*Work required*
Print the stretch from "So, if a picture" through "being torn down." in the piece on antique porcelain toilets, word for word.

>> START Selection

So, if a picture paints a thousand words, what does this one paint for you? Do you see antique blue and white porcelain umbrella stands and plant holders? Or do you see three squatty potties and two urinals? If you chose the latter, then you have chosen correctly. Antique blue and white toilets called benki were popular in the late Meiji and Showa periods, often installed in fine ryokan (inns) or wealthier people’s homes. Fairly rare as singletons, to see an entire collection of five all together is almost unheard of, but this dealer at Kawagoe shrine sale last month bucked the odds. I assume he salvaged them all at one place, perhaps as an old building was being torn down.

Most of these painted pieces are in the Seto style, my favorite, although some seem to be Imari as well. And they were definitely produced on some kind of large organized scale as I have noticed there are only a few basic shapes and patterns that are repeated in all the ones I have seen.  The toilets tend to be rectangular, with a squared off front or oval, with a rounded front. The rims always have a tiny detailed painted pattern, quite often traditional karakusa (scrolling arabesque), while the under hood area has a large bunch of flowers.

The urinals fall into one of two categories, either the more tubular umbrella stand shape on the right or the more cornucopia shaped one laying on the ground on the left. Older examples, both of the toilet and the urinals, like the one I saw before here, are hand painted, while the later versions are often more heavily transfer printed.

Somushi Tea House in Kyoto looks as if it has been around for ever, but actually was renovated to look old. To give it that Meiji feel they installed vintage bathroom fixtures. If you were at all confused about how this functioned as a toilet, here’s your answer. And note how similar this one is to two of the toilets above.

>> END Selection
>> START Record list

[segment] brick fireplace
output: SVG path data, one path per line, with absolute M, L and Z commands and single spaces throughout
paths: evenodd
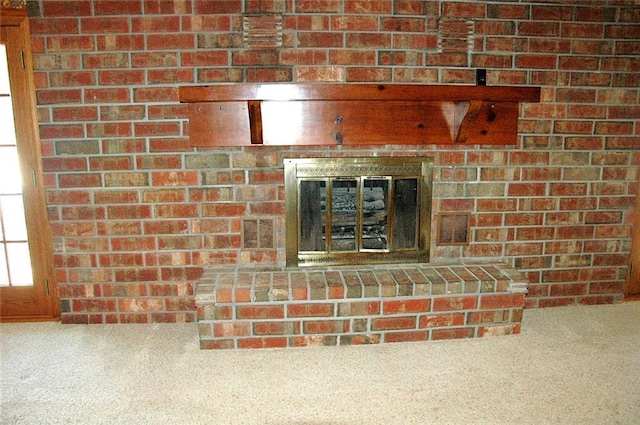
M 504 262 L 530 308 L 623 298 L 633 2 L 29 3 L 63 323 L 194 321 L 205 268 L 284 264 L 282 161 L 302 156 L 433 156 L 434 223 L 465 215 L 468 243 L 432 233 L 432 261 Z M 245 46 L 257 13 L 282 16 L 280 46 Z M 460 43 L 447 23 L 468 29 Z M 185 85 L 458 85 L 478 68 L 489 86 L 542 87 L 517 111 L 515 145 L 193 148 L 179 103 Z
M 335 175 L 344 174 L 341 168 L 345 163 L 353 162 L 352 157 L 328 154 L 329 157 L 323 158 L 321 164 L 333 162 L 331 169 Z M 278 155 L 275 169 L 269 171 L 281 175 L 275 179 L 281 181 L 278 184 L 280 189 L 275 193 L 285 198 L 300 194 L 298 190 L 281 188 L 286 179 L 286 167 L 281 161 L 287 163 L 287 155 Z M 306 155 L 302 157 L 306 158 Z M 369 158 L 372 164 L 383 163 L 392 168 L 393 164 L 417 164 L 418 169 L 422 169 L 422 160 L 413 156 Z M 357 162 L 371 169 L 366 159 L 358 158 Z M 431 219 L 433 184 L 431 159 L 424 157 L 429 165 L 426 167 L 429 179 L 425 182 L 428 190 L 424 191 L 425 196 L 429 196 L 429 202 L 425 200 L 429 211 L 423 214 L 428 220 Z M 317 166 L 317 161 L 300 163 L 312 164 L 316 172 L 323 171 L 322 166 Z M 415 166 L 400 168 L 413 170 Z M 288 173 L 294 172 L 290 170 Z M 308 172 L 302 175 L 309 177 Z M 317 182 L 319 176 L 314 174 L 312 178 Z M 297 186 L 299 182 L 294 184 L 296 189 L 303 190 Z M 314 196 L 318 197 L 317 204 L 320 205 L 320 193 Z M 286 199 L 279 198 L 278 201 L 287 204 Z M 219 204 L 225 205 L 224 202 Z M 318 252 L 299 252 L 298 246 L 308 244 L 297 240 L 291 252 L 292 232 L 299 232 L 300 236 L 305 232 L 298 230 L 299 223 L 287 224 L 287 221 L 300 218 L 298 211 L 285 210 L 275 216 L 247 214 L 248 217 L 240 218 L 243 229 L 241 243 L 252 255 L 240 258 L 240 262 L 235 264 L 205 268 L 195 293 L 202 348 L 378 344 L 520 332 L 528 281 L 523 273 L 506 263 L 492 258 L 439 258 L 433 263 L 410 262 L 420 258 L 417 251 L 397 263 L 394 255 L 385 259 L 384 253 L 367 249 L 365 251 L 370 252 L 352 252 L 355 256 L 345 260 L 344 252 L 339 250 L 336 255 L 331 255 L 330 248 L 326 248 L 328 257 L 324 259 Z M 325 213 L 330 217 L 328 212 Z M 432 231 L 430 223 L 425 228 L 430 233 L 427 238 L 430 241 L 431 233 L 435 236 L 437 232 Z M 330 239 L 327 232 L 328 228 L 318 237 Z M 355 235 L 353 239 L 357 239 Z M 429 247 L 436 246 L 436 242 L 435 239 L 433 244 L 428 242 Z M 328 246 L 330 241 L 321 243 Z M 353 244 L 355 247 L 358 242 Z M 280 262 L 260 262 L 258 259 L 265 257 L 259 253 L 267 252 L 272 254 L 266 258 L 276 258 Z M 305 259 L 306 265 L 298 263 L 299 255 Z M 367 261 L 367 256 L 373 261 Z M 287 257 L 287 265 L 283 257 Z M 336 265 L 324 265 L 327 260 Z M 344 265 L 349 262 L 354 264 Z

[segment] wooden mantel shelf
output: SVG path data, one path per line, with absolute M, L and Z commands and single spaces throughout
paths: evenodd
M 180 87 L 195 147 L 494 144 L 517 141 L 539 87 L 234 84 Z

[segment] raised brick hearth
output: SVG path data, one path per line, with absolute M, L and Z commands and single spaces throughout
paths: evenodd
M 505 264 L 220 266 L 196 289 L 205 349 L 378 344 L 520 332 L 527 281 Z

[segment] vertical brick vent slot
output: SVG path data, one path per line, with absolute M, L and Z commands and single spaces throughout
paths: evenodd
M 247 49 L 282 47 L 282 16 L 278 14 L 242 17 L 243 41 Z
M 196 289 L 203 349 L 517 334 L 527 283 L 505 264 L 216 266 Z

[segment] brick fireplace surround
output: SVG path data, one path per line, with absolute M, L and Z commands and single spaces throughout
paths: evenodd
M 282 160 L 298 156 L 434 156 L 433 217 L 470 217 L 468 245 L 432 236 L 435 267 L 505 264 L 527 282 L 525 308 L 621 301 L 640 6 L 585 3 L 30 1 L 62 322 L 191 322 L 205 268 L 277 269 Z M 282 17 L 272 45 L 245 44 L 243 14 L 256 13 Z M 488 85 L 542 87 L 520 108 L 516 145 L 194 149 L 178 102 L 185 85 L 474 84 L 476 68 Z M 328 303 L 339 314 L 347 298 Z

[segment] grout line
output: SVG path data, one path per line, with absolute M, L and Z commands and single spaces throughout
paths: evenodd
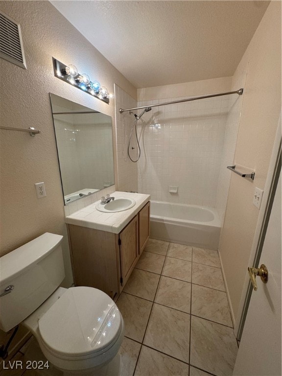
M 160 276 L 161 277 L 161 276 Z M 160 281 L 160 280 L 159 280 Z M 159 284 L 158 284 L 158 286 L 159 285 Z M 158 287 L 157 287 L 157 288 L 158 288 Z M 156 290 L 157 291 L 157 290 Z M 131 295 L 131 296 L 135 296 L 136 298 L 139 298 L 140 299 L 143 299 L 143 300 L 146 300 L 147 302 L 150 302 L 151 303 L 153 303 L 154 301 L 153 300 L 150 300 L 150 299 L 146 299 L 146 298 L 142 298 L 141 296 L 138 296 L 138 295 L 135 295 L 134 294 L 131 294 L 130 292 L 126 292 L 126 291 L 122 291 L 122 292 L 124 293 L 124 294 L 127 294 L 128 295 Z
M 168 247 L 169 246 L 169 245 L 168 245 Z M 167 251 L 166 251 L 166 253 L 167 253 Z M 162 272 L 163 271 L 163 269 L 164 269 L 164 263 L 165 262 L 165 258 L 166 258 L 166 256 L 164 256 L 164 263 L 163 264 L 163 267 L 162 268 L 162 270 L 161 271 L 161 273 L 162 273 Z M 157 274 L 157 273 L 156 273 L 156 274 Z M 145 331 L 144 332 L 144 335 L 143 336 L 143 338 L 142 339 L 142 343 L 141 344 L 141 347 L 140 348 L 140 351 L 139 352 L 139 353 L 138 354 L 138 356 L 137 357 L 137 360 L 136 361 L 136 364 L 135 364 L 135 367 L 134 368 L 134 371 L 133 372 L 133 376 L 134 376 L 134 375 L 135 375 L 135 372 L 136 371 L 136 368 L 137 367 L 137 364 L 138 363 L 138 361 L 139 360 L 139 357 L 140 356 L 140 354 L 141 353 L 141 350 L 142 349 L 142 346 L 143 346 L 143 342 L 144 341 L 144 339 L 145 338 L 145 336 L 146 335 L 146 331 L 147 331 L 147 328 L 148 328 L 148 325 L 149 324 L 149 321 L 150 321 L 150 318 L 151 317 L 151 314 L 152 313 L 152 310 L 153 309 L 153 306 L 154 305 L 154 301 L 155 301 L 155 298 L 156 298 L 156 295 L 157 294 L 157 291 L 158 291 L 158 288 L 159 287 L 159 284 L 160 284 L 160 281 L 161 280 L 161 275 L 160 275 L 160 278 L 159 279 L 159 282 L 158 282 L 158 285 L 157 286 L 157 289 L 156 290 L 156 292 L 155 293 L 155 296 L 154 297 L 154 299 L 153 299 L 153 302 L 152 302 L 153 304 L 152 304 L 152 306 L 151 307 L 151 310 L 150 311 L 150 314 L 149 315 L 149 317 L 148 318 L 148 321 L 147 322 L 147 325 L 146 325 L 146 328 L 145 328 Z M 150 302 L 151 301 L 149 301 Z
M 165 254 L 165 255 L 163 255 L 161 253 L 156 253 L 156 252 L 151 252 L 151 251 L 145 251 L 145 250 L 144 250 L 144 252 L 147 252 L 147 253 L 152 253 L 153 255 L 158 255 L 158 256 L 164 256 L 164 257 L 165 257 L 165 256 L 166 256 L 166 253 Z M 166 252 L 167 252 L 167 251 L 166 251 Z
M 144 272 L 149 272 L 149 273 L 153 273 L 154 274 L 157 274 L 158 276 L 161 275 L 161 274 L 160 274 L 160 273 L 156 273 L 156 272 L 151 272 L 151 271 L 149 271 L 149 270 L 145 270 L 144 269 L 141 269 L 141 268 L 138 268 L 136 266 L 135 267 L 134 269 L 138 269 L 139 270 L 143 270 Z
M 193 287 L 192 284 L 192 275 L 193 273 L 193 248 L 192 248 L 192 260 L 191 262 L 191 291 L 190 293 L 190 328 L 189 330 L 189 374 L 188 376 L 190 376 L 190 357 L 191 357 L 191 329 L 192 327 L 192 287 Z
M 209 265 L 209 264 L 203 264 L 203 262 L 197 262 L 197 261 L 193 261 L 195 264 L 200 264 L 200 265 L 205 265 L 206 266 L 211 266 L 212 268 L 216 268 L 217 269 L 220 269 L 221 270 L 221 266 L 214 266 L 214 265 Z
M 211 323 L 214 323 L 214 324 L 218 324 L 218 325 L 222 325 L 223 327 L 226 327 L 226 328 L 229 328 L 230 329 L 233 329 L 233 327 L 230 327 L 229 325 L 226 325 L 225 324 L 221 324 L 221 323 L 218 323 L 217 321 L 213 321 L 212 320 L 209 319 L 206 319 L 205 317 L 201 317 L 200 316 L 197 316 L 196 315 L 191 315 L 194 317 L 198 317 L 198 319 L 202 319 L 202 320 L 205 320 L 206 321 L 210 321 Z
M 169 258 L 175 258 L 176 260 L 182 260 L 182 261 L 187 261 L 188 262 L 192 262 L 192 260 L 187 260 L 186 258 L 180 258 L 179 257 L 172 257 L 171 256 L 167 256 Z
M 209 372 L 208 371 L 206 371 L 206 370 L 203 370 L 202 368 L 199 368 L 199 367 L 197 367 L 197 366 L 193 366 L 193 364 L 190 364 L 190 367 L 193 367 L 194 368 L 196 368 L 197 370 L 199 370 L 200 371 L 202 371 L 203 372 L 205 372 L 206 374 L 208 374 L 208 375 L 211 375 L 212 376 L 217 376 L 216 375 L 215 375 L 214 374 L 211 374 L 211 372 Z
M 179 362 L 181 362 L 181 363 L 184 363 L 185 364 L 189 365 L 189 363 L 187 363 L 187 362 L 185 362 L 184 361 L 184 360 L 182 360 L 181 359 L 178 359 L 178 358 L 176 358 L 175 356 L 172 356 L 171 355 L 169 355 L 168 354 L 167 354 L 165 352 L 163 352 L 162 351 L 160 351 L 160 350 L 158 350 L 157 349 L 154 349 L 153 347 L 149 346 L 148 345 L 142 345 L 142 346 L 144 346 L 145 347 L 148 347 L 149 349 L 151 349 L 152 350 L 155 350 L 155 351 L 156 351 L 158 352 L 160 352 L 161 354 L 164 354 L 164 355 L 166 355 L 166 356 L 168 356 L 169 358 L 172 358 L 172 359 L 175 359 L 176 360 L 178 360 Z
M 162 276 L 161 276 L 162 277 Z M 161 279 L 160 279 L 160 280 L 159 281 L 159 282 L 160 282 Z M 177 280 L 176 280 L 177 281 Z M 187 283 L 189 283 L 189 282 L 187 282 Z M 190 283 L 190 284 L 192 284 L 192 283 Z M 191 286 L 191 295 L 190 295 L 190 312 L 186 312 L 186 311 L 182 311 L 181 309 L 178 309 L 177 308 L 174 308 L 174 307 L 171 307 L 169 306 L 165 306 L 164 304 L 162 304 L 161 303 L 158 303 L 157 302 L 155 301 L 155 299 L 156 298 L 156 295 L 157 295 L 157 292 L 158 291 L 158 287 L 159 286 L 159 283 L 158 284 L 158 286 L 157 287 L 157 290 L 156 290 L 156 293 L 155 294 L 155 298 L 154 298 L 154 301 L 150 300 L 149 299 L 147 299 L 145 298 L 141 298 L 140 296 L 138 296 L 138 295 L 135 295 L 134 294 L 131 294 L 130 292 L 126 292 L 125 291 L 122 291 L 122 292 L 124 294 L 127 294 L 128 295 L 131 295 L 131 296 L 135 296 L 136 298 L 139 298 L 140 299 L 143 299 L 143 300 L 146 300 L 147 302 L 150 302 L 151 303 L 153 303 L 154 304 L 157 304 L 158 306 L 162 306 L 163 307 L 166 307 L 167 308 L 169 308 L 171 309 L 174 309 L 175 311 L 177 311 L 178 312 L 181 312 L 183 313 L 186 313 L 187 315 L 190 315 L 191 316 L 193 316 L 194 317 L 198 317 L 199 319 L 202 319 L 203 320 L 206 320 L 207 321 L 210 321 L 212 323 L 214 323 L 214 324 L 218 324 L 219 325 L 222 325 L 224 327 L 226 327 L 227 328 L 230 328 L 231 329 L 233 329 L 233 327 L 231 327 L 229 325 L 226 325 L 225 324 L 222 324 L 222 323 L 218 323 L 217 321 L 214 321 L 212 320 L 211 320 L 210 319 L 207 319 L 206 317 L 203 317 L 201 316 L 198 316 L 197 315 L 194 315 L 192 314 L 191 312 L 191 309 L 192 309 L 192 286 Z M 128 337 L 129 338 L 130 338 L 130 339 L 132 339 L 132 338 L 131 338 L 130 337 Z M 137 342 L 139 342 L 137 341 Z M 141 342 L 140 342 L 141 343 Z
M 225 292 L 226 294 L 226 291 L 223 291 L 222 290 L 219 290 L 218 288 L 213 288 L 213 287 L 208 287 L 207 286 L 204 286 L 203 284 L 199 284 L 199 283 L 194 283 L 193 282 L 192 284 L 196 284 L 197 286 L 201 286 L 202 287 L 206 287 L 206 288 L 210 288 L 211 290 L 215 290 L 216 291 L 221 291 L 221 292 Z
M 133 339 L 133 338 L 131 338 L 130 337 L 128 337 L 127 335 L 124 336 L 125 338 L 127 338 L 128 339 L 130 339 L 131 341 L 134 341 L 135 342 L 136 342 L 137 343 L 139 343 L 139 345 L 142 345 L 142 343 L 139 342 L 139 341 L 137 341 L 137 339 Z

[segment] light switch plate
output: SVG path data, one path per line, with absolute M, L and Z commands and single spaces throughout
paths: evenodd
M 255 206 L 256 206 L 258 209 L 260 208 L 260 203 L 261 203 L 261 200 L 262 199 L 263 194 L 263 191 L 256 187 L 256 189 L 255 189 L 255 193 L 254 193 L 253 204 L 254 204 Z

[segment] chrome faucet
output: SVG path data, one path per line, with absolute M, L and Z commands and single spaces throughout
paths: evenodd
M 103 196 L 103 197 L 101 197 L 101 204 L 102 205 L 104 205 L 105 204 L 108 204 L 108 203 L 110 202 L 112 200 L 114 201 L 114 200 L 115 200 L 115 197 L 110 197 L 109 194 L 107 194 L 106 197 Z

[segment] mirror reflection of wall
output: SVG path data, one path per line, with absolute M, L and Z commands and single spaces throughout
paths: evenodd
M 111 117 L 50 97 L 65 203 L 114 184 Z

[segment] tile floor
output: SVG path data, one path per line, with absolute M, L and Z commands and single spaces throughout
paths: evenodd
M 232 375 L 238 348 L 217 252 L 150 239 L 117 304 L 123 376 Z
M 117 304 L 121 376 L 232 375 L 238 349 L 217 252 L 150 239 Z

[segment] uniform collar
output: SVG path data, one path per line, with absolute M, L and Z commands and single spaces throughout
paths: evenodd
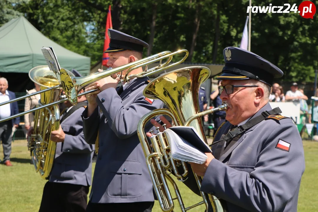
M 122 85 L 123 90 L 124 91 L 126 88 L 128 87 L 131 83 L 132 83 L 134 81 L 135 81 L 135 79 L 136 79 L 136 78 L 134 78 L 130 80 L 130 81 L 125 83 Z

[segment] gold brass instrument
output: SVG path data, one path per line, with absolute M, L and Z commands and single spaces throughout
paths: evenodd
M 182 59 L 177 62 L 169 64 L 174 55 L 182 53 L 185 53 L 185 55 Z M 188 55 L 189 52 L 186 49 L 178 50 L 172 53 L 169 51 L 166 51 L 109 70 L 87 76 L 77 77 L 71 76 L 63 68 L 61 69 L 60 71 L 56 73 L 69 100 L 73 105 L 76 105 L 77 103 L 77 96 L 80 91 L 86 86 L 101 79 L 126 69 L 128 70 L 125 75 L 122 77 L 124 81 L 128 82 L 135 78 L 144 77 L 181 63 L 185 60 Z M 167 59 L 167 60 L 162 63 L 162 60 L 164 59 Z M 158 65 L 148 69 L 149 65 L 158 61 L 159 62 Z M 145 71 L 139 74 L 129 75 L 131 71 L 144 66 L 146 66 Z M 92 90 L 91 92 L 96 90 Z
M 145 115 L 140 121 L 137 129 L 146 162 L 162 211 L 173 211 L 174 207 L 173 200 L 175 199 L 177 200 L 182 211 L 203 204 L 205 205 L 207 209 L 209 202 L 214 212 L 225 211 L 217 198 L 201 192 L 203 201 L 186 208 L 177 185 L 170 174 L 173 170 L 177 178 L 183 181 L 188 172 L 187 167 L 184 163 L 176 161 L 171 158 L 169 141 L 166 139 L 164 131 L 150 137 L 154 149 L 152 151 L 144 131 L 146 123 L 151 118 L 160 114 L 166 115 L 172 119 L 176 125 L 193 127 L 201 138 L 207 143 L 203 123 L 200 117 L 217 110 L 227 109 L 226 105 L 223 104 L 217 108 L 199 112 L 199 89 L 201 83 L 208 78 L 210 74 L 210 70 L 202 66 L 178 69 L 157 78 L 148 84 L 144 90 L 145 96 L 160 99 L 169 108 L 169 110 L 157 109 Z M 178 163 L 179 166 L 182 166 L 183 173 L 179 172 L 178 170 L 180 169 L 176 167 Z M 202 178 L 194 174 L 199 188 Z M 176 197 L 175 198 L 171 197 L 167 180 L 174 188 Z
M 47 65 L 33 68 L 29 75 L 31 80 L 40 85 L 41 90 L 59 84 L 55 74 Z M 61 91 L 59 88 L 42 92 L 37 106 L 56 102 Z M 52 131 L 59 129 L 59 109 L 56 105 L 36 111 L 33 132 L 28 138 L 28 147 L 31 150 L 32 161 L 37 172 L 44 179 L 49 176 L 53 166 L 56 143 L 51 140 L 50 136 Z
M 174 55 L 182 53 L 184 53 L 185 54 L 182 59 L 177 62 L 170 64 L 170 62 Z M 54 72 L 54 73 L 56 75 L 57 79 L 59 82 L 59 83 L 57 84 L 57 85 L 0 103 L 0 106 L 21 100 L 37 94 L 41 94 L 61 88 L 62 88 L 65 92 L 66 98 L 48 103 L 46 105 L 43 105 L 27 111 L 25 111 L 14 115 L 11 116 L 5 119 L 0 120 L 0 122 L 23 115 L 29 113 L 41 110 L 47 107 L 50 107 L 67 100 L 69 101 L 73 105 L 75 105 L 77 103 L 77 97 L 93 92 L 97 89 L 91 90 L 79 94 L 80 91 L 86 86 L 100 79 L 111 76 L 126 69 L 128 69 L 128 70 L 125 76 L 122 78 L 126 81 L 129 81 L 129 80 L 135 78 L 141 78 L 148 76 L 181 63 L 185 60 L 188 57 L 189 54 L 189 51 L 186 49 L 178 50 L 173 52 L 169 51 L 165 51 L 109 70 L 105 71 L 102 72 L 96 73 L 83 77 L 74 77 L 72 73 L 70 73 L 70 72 L 68 71 L 64 68 L 61 68 L 59 71 L 57 72 L 54 71 L 55 72 Z M 162 62 L 162 61 L 165 59 L 166 60 Z M 159 64 L 157 66 L 148 69 L 148 65 L 157 62 L 159 62 Z M 138 74 L 129 75 L 129 73 L 131 71 L 144 66 L 145 66 L 145 70 L 144 71 Z

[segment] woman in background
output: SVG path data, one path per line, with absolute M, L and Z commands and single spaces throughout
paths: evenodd
M 30 94 L 40 91 L 40 85 L 34 83 L 35 88 L 30 91 L 27 91 L 27 94 Z M 32 96 L 29 98 L 25 99 L 24 104 L 24 111 L 26 111 L 31 109 L 38 105 L 39 103 L 39 100 L 41 98 L 41 94 L 38 94 Z M 30 113 L 24 115 L 24 127 L 27 131 L 31 127 L 33 127 L 34 124 L 34 115 L 32 113 Z

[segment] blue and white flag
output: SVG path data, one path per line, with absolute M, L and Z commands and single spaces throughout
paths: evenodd
M 243 49 L 247 50 L 247 46 L 248 44 L 248 33 L 247 32 L 247 21 L 248 20 L 248 16 L 246 18 L 246 21 L 245 22 L 245 26 L 244 27 L 244 31 L 243 31 L 243 35 L 242 37 L 242 40 L 241 41 L 241 45 L 240 48 Z

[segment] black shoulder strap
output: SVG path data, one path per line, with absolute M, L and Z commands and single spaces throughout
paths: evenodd
M 86 101 L 78 103 L 77 105 L 73 106 L 73 107 L 71 108 L 70 110 L 63 115 L 63 117 L 62 117 L 62 119 L 60 121 L 60 122 L 61 123 L 63 121 L 65 120 L 65 119 L 70 116 L 72 113 L 74 113 L 77 109 L 80 108 L 82 107 L 86 107 L 88 105 L 88 103 Z
M 243 125 L 235 127 L 232 130 L 229 131 L 224 137 L 225 140 L 233 138 L 233 137 L 241 134 L 245 132 L 247 130 L 256 125 L 261 121 L 265 120 L 268 116 L 271 115 L 279 114 L 281 113 L 281 111 L 279 107 L 274 108 L 269 111 L 265 111 L 259 115 L 257 116 L 248 121 Z

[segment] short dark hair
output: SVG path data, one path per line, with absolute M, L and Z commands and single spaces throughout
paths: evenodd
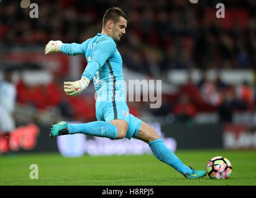
M 117 23 L 119 21 L 120 17 L 124 17 L 127 22 L 129 20 L 127 14 L 119 7 L 112 7 L 109 8 L 106 10 L 103 16 L 103 27 L 105 27 L 109 20 L 112 20 L 114 24 Z

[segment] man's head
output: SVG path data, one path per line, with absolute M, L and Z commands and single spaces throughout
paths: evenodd
M 107 33 L 114 40 L 119 41 L 126 33 L 129 20 L 127 15 L 119 7 L 108 9 L 103 17 L 103 32 Z

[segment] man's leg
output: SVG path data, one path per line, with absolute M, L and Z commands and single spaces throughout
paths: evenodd
M 142 123 L 140 129 L 134 138 L 149 144 L 157 158 L 170 165 L 186 178 L 194 178 L 206 175 L 205 171 L 194 170 L 185 166 L 175 154 L 165 146 L 155 129 L 147 123 Z
M 122 139 L 126 136 L 128 123 L 122 119 L 114 119 L 109 123 L 102 121 L 84 124 L 68 124 L 60 122 L 53 126 L 50 136 L 84 134 L 112 140 Z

>> END Record list

*Final answer*
So, if a picture paints a thousand words, what does this one paint for you? Do you see antique blue and white porcelain umbrella stands and plant holders? Or do you see three squatty potties and two urinals? If you chose the latter, then you have chosen correctly. Antique blue and white toilets called benki were popular in the late Meiji and Showa periods, often installed in fine ryokan (inns) or wealthier people’s homes. Fairly rare as singletons, to see an entire collection of five all together is almost unheard of, but this dealer at Kawagoe shrine sale last month bucked the odds. I assume he salvaged them all at one place, perhaps as an old building was being torn down.